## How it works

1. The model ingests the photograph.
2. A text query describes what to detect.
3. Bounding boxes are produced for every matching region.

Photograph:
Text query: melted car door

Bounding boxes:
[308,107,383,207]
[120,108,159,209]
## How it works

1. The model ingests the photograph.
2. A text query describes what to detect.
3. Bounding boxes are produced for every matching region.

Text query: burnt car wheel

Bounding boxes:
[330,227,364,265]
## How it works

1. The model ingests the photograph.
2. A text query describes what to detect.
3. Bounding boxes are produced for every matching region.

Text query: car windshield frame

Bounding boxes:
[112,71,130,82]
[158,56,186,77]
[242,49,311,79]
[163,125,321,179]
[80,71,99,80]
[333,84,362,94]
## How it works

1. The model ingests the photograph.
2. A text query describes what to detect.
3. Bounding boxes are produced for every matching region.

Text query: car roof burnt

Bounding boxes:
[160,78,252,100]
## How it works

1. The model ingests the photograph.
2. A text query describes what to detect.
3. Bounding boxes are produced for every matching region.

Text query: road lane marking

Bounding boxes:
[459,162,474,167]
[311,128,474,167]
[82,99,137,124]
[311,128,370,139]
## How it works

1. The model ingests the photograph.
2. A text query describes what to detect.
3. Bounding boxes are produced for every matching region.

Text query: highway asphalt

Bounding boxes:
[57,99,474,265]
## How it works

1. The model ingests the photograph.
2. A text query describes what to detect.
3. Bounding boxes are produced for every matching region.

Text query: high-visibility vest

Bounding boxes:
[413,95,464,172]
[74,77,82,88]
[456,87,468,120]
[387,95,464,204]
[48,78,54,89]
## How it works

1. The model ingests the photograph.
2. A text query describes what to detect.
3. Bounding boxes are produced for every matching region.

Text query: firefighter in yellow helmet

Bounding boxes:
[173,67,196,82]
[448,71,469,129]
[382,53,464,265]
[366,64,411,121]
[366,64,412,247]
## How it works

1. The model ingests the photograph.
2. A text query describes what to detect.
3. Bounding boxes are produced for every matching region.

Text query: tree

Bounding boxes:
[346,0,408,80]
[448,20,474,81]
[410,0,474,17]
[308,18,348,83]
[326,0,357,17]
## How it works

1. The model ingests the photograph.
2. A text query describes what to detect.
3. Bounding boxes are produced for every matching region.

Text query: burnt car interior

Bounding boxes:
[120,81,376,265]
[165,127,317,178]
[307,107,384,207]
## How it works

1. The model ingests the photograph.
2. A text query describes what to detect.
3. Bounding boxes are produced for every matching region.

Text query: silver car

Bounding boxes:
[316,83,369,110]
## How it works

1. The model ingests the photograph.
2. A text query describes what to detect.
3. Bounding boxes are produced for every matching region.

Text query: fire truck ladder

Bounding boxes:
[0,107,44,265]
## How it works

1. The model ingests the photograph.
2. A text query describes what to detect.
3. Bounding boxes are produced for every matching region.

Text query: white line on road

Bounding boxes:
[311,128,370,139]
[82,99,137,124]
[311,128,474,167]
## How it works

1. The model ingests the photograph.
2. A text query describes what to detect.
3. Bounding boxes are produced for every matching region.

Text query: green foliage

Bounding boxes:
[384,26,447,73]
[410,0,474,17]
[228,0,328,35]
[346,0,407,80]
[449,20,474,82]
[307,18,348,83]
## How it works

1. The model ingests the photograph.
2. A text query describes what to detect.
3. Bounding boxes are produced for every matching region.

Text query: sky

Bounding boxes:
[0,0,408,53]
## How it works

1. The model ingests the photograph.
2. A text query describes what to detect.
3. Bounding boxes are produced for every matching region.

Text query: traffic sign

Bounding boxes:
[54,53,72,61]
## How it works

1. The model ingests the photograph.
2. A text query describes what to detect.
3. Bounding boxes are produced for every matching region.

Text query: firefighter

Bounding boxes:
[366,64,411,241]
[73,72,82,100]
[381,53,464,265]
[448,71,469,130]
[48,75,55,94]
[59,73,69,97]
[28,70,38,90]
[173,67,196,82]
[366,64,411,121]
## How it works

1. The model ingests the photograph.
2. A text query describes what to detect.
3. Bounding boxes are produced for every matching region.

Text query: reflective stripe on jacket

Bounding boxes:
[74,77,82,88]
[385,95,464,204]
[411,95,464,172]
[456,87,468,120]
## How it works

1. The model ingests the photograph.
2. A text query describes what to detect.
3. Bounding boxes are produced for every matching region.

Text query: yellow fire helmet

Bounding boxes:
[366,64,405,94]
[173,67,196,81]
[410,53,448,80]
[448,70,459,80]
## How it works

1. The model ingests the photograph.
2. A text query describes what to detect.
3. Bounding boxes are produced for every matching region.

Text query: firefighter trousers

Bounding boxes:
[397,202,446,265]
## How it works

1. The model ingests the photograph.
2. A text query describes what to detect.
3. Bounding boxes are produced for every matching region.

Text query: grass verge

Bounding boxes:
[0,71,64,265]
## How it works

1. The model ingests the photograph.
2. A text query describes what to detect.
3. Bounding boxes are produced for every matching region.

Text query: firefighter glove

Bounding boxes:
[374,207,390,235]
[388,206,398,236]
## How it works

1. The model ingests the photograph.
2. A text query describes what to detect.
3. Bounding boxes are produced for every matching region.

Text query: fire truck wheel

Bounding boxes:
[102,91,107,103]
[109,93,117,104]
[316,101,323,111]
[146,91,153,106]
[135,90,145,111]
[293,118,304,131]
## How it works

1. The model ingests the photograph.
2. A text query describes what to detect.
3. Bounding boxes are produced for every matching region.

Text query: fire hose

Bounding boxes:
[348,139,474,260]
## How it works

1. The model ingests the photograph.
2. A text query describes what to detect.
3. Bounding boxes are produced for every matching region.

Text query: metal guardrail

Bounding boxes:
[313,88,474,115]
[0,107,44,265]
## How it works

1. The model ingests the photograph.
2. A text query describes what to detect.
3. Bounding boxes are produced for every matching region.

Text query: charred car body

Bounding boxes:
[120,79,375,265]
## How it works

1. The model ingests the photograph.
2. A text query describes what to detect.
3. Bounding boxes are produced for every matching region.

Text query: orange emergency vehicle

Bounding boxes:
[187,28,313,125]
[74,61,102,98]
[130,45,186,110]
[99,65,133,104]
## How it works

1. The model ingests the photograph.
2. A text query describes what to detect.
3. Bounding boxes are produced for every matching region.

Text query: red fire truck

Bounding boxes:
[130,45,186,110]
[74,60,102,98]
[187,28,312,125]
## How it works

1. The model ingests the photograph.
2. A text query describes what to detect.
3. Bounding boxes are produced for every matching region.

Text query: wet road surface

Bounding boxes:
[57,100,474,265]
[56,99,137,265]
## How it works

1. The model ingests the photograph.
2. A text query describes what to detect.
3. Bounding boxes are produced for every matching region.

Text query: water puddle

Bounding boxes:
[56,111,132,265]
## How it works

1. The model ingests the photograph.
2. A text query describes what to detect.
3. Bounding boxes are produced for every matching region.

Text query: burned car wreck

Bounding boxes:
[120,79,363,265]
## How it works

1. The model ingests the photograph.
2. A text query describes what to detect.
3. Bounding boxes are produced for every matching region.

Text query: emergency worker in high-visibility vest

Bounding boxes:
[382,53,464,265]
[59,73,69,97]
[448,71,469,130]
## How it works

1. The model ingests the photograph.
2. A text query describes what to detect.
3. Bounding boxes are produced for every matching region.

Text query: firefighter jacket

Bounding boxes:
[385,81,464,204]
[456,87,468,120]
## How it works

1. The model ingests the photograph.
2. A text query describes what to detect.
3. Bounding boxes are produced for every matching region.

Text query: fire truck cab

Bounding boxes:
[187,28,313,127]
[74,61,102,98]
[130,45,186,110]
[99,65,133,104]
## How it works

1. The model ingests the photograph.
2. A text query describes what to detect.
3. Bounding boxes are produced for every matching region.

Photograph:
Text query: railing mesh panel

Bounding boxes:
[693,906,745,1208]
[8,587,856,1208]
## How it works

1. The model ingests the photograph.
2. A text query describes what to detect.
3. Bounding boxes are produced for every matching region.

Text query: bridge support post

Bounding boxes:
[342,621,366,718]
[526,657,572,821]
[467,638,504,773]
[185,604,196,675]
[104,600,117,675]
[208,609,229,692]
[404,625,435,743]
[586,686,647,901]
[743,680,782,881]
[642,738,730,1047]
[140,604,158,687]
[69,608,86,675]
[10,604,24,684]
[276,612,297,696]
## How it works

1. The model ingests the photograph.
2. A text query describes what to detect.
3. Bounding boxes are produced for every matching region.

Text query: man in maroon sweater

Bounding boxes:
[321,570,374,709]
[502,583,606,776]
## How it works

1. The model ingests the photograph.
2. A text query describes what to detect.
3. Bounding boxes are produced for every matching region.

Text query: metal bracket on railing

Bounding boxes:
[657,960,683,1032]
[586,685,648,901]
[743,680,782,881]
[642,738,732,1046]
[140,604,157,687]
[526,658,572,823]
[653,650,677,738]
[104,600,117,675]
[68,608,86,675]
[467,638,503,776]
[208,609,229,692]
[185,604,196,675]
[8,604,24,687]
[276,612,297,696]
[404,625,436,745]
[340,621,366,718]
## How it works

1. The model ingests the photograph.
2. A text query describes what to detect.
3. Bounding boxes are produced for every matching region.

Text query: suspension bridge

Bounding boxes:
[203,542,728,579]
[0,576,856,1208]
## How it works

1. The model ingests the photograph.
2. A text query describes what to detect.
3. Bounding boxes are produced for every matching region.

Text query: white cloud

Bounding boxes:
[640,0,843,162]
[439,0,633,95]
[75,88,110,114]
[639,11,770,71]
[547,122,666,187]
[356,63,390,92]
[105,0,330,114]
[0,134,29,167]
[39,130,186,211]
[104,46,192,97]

...

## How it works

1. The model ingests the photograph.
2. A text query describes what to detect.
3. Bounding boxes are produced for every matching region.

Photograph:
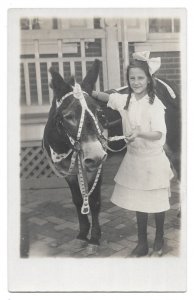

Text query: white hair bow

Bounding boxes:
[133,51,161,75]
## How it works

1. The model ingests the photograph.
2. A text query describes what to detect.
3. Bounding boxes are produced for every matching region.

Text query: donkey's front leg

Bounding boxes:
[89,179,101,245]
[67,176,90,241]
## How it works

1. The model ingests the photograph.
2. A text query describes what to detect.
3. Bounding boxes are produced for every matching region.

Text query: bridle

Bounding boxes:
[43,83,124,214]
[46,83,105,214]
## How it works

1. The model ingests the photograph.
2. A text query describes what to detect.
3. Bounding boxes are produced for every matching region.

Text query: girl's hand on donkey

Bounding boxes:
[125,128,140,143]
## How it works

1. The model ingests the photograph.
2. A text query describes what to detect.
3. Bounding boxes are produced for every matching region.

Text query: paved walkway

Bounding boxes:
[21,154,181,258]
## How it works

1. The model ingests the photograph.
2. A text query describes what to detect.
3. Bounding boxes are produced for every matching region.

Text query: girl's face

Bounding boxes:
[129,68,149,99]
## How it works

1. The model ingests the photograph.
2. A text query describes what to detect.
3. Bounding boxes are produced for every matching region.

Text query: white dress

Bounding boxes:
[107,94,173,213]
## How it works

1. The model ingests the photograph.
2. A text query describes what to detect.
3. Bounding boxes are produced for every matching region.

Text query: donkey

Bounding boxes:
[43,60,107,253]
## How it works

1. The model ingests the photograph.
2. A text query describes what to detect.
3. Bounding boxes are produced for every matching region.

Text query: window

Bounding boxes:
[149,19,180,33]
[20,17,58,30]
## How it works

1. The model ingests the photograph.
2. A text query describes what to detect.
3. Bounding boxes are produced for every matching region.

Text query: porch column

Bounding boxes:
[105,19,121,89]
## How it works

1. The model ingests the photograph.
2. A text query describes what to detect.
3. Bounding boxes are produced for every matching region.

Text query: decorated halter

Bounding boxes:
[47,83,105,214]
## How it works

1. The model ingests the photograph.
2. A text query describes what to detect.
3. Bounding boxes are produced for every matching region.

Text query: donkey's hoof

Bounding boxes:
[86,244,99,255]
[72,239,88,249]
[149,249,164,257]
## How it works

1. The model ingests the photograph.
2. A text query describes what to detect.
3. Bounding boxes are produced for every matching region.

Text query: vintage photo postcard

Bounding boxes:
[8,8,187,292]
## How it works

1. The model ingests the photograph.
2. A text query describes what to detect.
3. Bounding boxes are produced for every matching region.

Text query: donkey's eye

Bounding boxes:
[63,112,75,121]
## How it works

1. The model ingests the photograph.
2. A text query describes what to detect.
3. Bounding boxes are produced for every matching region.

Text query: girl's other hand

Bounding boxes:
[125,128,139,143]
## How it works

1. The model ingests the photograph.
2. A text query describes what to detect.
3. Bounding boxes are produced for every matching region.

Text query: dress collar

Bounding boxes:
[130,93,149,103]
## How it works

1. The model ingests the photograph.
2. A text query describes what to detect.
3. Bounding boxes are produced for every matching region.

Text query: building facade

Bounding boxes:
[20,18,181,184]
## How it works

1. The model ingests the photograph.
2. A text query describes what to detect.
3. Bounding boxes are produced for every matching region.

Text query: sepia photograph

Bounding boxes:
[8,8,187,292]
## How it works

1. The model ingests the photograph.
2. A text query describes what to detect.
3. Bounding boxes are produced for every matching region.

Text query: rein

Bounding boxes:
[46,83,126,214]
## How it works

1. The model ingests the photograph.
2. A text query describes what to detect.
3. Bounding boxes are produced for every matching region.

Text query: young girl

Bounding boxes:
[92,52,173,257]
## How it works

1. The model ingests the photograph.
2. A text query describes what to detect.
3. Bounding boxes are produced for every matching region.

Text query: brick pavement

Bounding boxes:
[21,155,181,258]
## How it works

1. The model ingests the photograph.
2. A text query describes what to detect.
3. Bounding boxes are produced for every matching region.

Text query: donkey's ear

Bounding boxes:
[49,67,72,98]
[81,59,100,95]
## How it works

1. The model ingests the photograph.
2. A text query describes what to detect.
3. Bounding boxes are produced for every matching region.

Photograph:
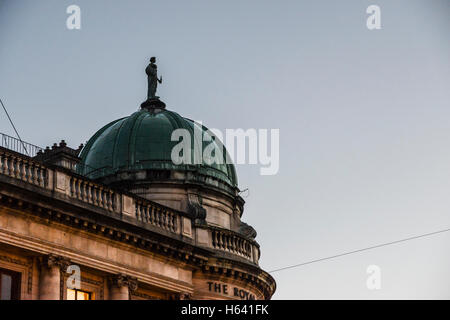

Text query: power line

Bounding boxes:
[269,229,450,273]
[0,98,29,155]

- Aim:
Pull out every line above that contains the word "emergency" and copy those lines unchanged.

- Response to this task:
Text query: orange emergency vehicle
Text query: emergency worker in high-visibility vest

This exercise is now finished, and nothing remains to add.